Start of DATA EXCERPTS
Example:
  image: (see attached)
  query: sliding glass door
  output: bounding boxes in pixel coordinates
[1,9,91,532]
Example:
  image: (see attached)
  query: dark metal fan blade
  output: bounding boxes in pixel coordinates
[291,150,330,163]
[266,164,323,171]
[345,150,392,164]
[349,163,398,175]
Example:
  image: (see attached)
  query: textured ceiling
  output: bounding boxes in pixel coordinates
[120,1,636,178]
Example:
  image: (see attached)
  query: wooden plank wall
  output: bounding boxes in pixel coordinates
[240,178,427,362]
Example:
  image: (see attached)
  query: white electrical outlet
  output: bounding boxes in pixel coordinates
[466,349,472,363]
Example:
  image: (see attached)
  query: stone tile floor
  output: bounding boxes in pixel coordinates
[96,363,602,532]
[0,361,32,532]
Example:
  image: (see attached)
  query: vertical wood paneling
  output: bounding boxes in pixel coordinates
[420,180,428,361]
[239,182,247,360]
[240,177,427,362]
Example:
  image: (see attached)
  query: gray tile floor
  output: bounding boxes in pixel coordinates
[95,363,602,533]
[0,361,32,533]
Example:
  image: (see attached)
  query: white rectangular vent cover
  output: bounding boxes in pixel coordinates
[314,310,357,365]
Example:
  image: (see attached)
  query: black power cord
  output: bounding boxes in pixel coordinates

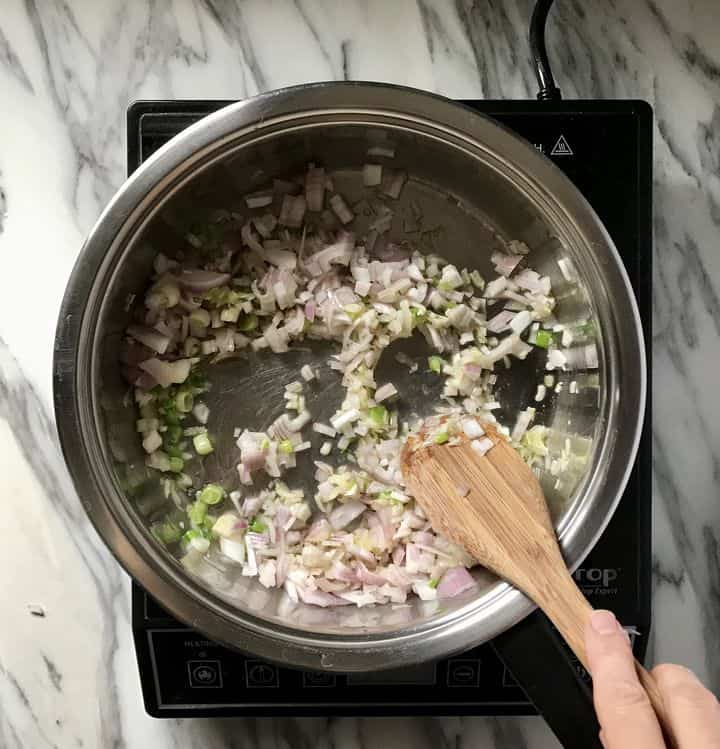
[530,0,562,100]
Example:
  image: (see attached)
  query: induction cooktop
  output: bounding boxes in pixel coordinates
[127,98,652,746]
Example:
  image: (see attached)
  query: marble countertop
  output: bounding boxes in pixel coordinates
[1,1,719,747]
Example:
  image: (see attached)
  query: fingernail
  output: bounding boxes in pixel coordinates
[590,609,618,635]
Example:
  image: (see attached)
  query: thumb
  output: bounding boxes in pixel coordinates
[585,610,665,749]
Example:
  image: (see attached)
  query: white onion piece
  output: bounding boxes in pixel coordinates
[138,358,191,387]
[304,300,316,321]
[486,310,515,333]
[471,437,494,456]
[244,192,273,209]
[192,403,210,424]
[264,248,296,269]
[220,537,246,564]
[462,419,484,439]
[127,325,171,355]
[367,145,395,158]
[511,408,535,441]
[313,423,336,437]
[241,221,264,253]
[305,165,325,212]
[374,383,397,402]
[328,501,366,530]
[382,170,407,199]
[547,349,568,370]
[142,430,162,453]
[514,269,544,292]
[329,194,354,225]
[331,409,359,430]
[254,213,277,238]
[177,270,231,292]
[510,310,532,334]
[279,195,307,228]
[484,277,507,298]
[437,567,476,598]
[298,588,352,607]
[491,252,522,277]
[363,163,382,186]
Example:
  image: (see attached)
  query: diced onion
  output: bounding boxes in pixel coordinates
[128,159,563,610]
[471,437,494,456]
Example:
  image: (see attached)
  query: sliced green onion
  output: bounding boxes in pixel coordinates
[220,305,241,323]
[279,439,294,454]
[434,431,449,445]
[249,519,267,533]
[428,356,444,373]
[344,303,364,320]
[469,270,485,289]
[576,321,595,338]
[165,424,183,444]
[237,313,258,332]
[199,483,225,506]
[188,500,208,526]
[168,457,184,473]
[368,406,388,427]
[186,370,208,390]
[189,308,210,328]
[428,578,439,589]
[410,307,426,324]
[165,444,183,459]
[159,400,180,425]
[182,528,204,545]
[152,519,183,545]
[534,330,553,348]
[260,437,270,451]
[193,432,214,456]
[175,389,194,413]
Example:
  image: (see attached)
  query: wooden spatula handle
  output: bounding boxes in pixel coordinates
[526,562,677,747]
End of DATA EXCERPTS
# TASK TO CARRY OUT
Give again, word for word, the records from their first line to the one with "query: gray tile floor", and leave out all else.

# SOLVED PROBLEM
Example:
  image: (see attached)
  query: sliding glass door
  output: bounding boxes in pixel coordinates
[1,9,91,532]
Example:
  image: (see attached)
  query: dark metal fan blade
  output: bounding boxes in pixel coordinates
[291,150,330,163]
[266,164,323,171]
[345,150,392,164]
[349,163,398,175]
Example:
  image: (see attached)
  query: textured ceiling
  output: bounding boxes in pixel coordinates
[120,1,636,178]
Example:
  image: (see attached)
  query: wooden plank wall
  output: bounding boxes in pixel coordinates
[240,178,427,362]
Example:
  image: (see attached)
  query: white electrical outlet
  output: bounding boxes in pixel coordinates
[466,349,472,363]
Example:
  image: (see attached)
  query: stone tile floor
  output: bounding boxes in pixel coordinates
[96,363,602,532]
[0,361,32,532]
Example:
  image: (see attached)
  query: vertical wood paneling
  output: bounding boxes in pixel coordinates
[420,180,428,361]
[239,182,247,360]
[240,177,427,362]
Example:
  image: (see attached)
  query: gray tile floor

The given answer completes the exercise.